# START OF DATA TO PROCESS

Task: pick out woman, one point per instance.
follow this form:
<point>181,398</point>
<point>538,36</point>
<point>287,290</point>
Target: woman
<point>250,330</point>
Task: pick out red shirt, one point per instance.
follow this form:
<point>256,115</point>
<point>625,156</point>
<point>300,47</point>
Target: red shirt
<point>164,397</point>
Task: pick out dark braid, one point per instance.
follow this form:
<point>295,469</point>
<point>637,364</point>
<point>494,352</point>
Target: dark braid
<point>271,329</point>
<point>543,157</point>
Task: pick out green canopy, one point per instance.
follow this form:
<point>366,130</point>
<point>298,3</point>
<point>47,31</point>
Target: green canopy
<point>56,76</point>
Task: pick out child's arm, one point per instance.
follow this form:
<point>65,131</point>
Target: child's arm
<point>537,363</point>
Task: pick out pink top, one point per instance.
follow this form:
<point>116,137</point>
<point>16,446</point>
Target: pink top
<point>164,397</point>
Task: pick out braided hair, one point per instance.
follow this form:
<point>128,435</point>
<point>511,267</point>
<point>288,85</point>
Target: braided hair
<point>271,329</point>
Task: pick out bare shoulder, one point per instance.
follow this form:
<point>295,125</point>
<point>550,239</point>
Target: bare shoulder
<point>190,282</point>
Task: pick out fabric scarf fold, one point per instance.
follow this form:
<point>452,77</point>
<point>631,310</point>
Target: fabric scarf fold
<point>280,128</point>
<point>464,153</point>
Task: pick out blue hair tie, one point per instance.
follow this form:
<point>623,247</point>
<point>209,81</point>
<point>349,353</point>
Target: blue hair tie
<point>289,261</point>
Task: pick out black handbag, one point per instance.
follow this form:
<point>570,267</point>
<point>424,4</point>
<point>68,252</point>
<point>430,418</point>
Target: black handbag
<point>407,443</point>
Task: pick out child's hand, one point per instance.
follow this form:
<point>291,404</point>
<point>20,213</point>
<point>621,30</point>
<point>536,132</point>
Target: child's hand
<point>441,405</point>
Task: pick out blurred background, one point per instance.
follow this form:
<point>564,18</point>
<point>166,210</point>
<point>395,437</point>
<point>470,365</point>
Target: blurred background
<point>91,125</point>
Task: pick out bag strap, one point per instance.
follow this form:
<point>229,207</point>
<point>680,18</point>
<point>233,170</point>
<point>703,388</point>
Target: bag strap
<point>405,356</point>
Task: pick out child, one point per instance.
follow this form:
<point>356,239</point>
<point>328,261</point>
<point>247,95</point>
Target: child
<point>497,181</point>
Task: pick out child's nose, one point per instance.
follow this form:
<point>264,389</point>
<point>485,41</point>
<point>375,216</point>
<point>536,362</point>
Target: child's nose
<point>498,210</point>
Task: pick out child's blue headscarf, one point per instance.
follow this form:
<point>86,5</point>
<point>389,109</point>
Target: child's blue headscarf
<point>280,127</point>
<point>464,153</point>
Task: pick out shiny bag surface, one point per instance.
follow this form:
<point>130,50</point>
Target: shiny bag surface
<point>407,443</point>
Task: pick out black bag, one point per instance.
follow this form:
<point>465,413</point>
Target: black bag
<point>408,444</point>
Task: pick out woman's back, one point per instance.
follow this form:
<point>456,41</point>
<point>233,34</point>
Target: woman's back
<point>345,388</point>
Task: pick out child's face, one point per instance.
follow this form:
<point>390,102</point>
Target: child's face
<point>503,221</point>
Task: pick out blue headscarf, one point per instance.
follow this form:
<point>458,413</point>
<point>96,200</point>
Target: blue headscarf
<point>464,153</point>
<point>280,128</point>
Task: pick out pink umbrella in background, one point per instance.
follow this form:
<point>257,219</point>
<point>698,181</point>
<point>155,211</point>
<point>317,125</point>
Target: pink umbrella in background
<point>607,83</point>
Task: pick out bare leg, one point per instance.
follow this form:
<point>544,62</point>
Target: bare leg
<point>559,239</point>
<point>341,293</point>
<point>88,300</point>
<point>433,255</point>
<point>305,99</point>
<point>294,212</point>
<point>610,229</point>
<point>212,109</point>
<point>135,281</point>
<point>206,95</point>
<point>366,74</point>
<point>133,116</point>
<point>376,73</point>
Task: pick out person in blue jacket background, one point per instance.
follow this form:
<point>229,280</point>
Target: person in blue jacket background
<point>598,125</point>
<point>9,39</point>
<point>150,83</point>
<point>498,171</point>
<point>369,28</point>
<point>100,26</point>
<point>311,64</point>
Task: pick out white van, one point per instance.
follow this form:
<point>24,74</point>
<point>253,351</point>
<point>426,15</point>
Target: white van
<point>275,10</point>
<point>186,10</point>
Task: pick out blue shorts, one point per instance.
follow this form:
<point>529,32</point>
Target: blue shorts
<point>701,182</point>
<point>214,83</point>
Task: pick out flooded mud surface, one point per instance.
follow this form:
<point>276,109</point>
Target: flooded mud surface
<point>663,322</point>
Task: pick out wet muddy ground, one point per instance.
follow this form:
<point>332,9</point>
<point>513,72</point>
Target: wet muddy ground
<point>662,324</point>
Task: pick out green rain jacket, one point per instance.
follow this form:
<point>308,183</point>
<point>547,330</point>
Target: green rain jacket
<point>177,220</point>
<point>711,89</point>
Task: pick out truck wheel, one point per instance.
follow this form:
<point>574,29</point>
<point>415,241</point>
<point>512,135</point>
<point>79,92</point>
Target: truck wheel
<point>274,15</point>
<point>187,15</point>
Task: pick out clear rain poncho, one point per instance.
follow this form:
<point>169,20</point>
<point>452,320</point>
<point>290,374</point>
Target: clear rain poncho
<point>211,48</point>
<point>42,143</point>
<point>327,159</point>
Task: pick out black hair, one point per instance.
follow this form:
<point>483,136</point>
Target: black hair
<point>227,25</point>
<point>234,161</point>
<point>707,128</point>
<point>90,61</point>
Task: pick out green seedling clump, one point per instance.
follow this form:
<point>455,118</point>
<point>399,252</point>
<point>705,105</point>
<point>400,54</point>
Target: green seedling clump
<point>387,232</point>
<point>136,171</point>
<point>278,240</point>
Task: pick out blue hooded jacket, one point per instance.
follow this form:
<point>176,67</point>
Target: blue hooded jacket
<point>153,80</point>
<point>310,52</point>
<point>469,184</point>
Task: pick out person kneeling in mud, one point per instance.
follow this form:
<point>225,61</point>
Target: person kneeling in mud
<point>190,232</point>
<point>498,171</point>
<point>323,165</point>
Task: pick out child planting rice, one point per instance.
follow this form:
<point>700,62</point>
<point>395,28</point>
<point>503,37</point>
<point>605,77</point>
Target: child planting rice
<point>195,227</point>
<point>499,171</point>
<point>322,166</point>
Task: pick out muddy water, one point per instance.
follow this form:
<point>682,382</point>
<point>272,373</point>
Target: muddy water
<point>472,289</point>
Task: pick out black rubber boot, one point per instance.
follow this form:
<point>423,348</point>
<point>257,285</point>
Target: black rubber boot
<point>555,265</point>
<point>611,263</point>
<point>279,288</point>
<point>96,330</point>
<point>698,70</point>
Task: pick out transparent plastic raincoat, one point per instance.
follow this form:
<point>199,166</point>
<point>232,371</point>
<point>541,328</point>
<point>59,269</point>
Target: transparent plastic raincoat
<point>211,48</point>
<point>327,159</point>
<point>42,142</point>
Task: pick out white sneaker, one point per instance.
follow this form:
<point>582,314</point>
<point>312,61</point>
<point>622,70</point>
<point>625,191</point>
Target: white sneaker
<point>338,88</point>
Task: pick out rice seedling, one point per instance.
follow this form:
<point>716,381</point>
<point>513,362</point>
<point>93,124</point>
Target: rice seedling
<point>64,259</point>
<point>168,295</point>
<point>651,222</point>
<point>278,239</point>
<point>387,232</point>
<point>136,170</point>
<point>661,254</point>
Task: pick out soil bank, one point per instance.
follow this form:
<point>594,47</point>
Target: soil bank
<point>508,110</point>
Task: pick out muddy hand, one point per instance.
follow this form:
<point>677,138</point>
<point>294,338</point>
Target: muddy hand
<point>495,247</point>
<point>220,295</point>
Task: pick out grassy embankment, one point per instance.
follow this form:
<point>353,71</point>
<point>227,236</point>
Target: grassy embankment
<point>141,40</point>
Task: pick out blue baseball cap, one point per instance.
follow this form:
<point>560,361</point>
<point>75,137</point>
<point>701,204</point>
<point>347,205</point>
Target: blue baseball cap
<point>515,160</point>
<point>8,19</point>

# END OF DATA TO PROCESS

TO DO | Render the lines between the one holding "Task: pick out black hair, one" and the one holding "<point>90,61</point>", inclusive, as a numbered list, leaving out any blank lines.

RESULT OF THIS TASK |
1. Task: pick out black hair, one point per instance.
2. follow this form:
3. <point>483,136</point>
4. Target: black hair
5. <point>227,25</point>
6. <point>234,161</point>
7. <point>707,128</point>
8. <point>90,61</point>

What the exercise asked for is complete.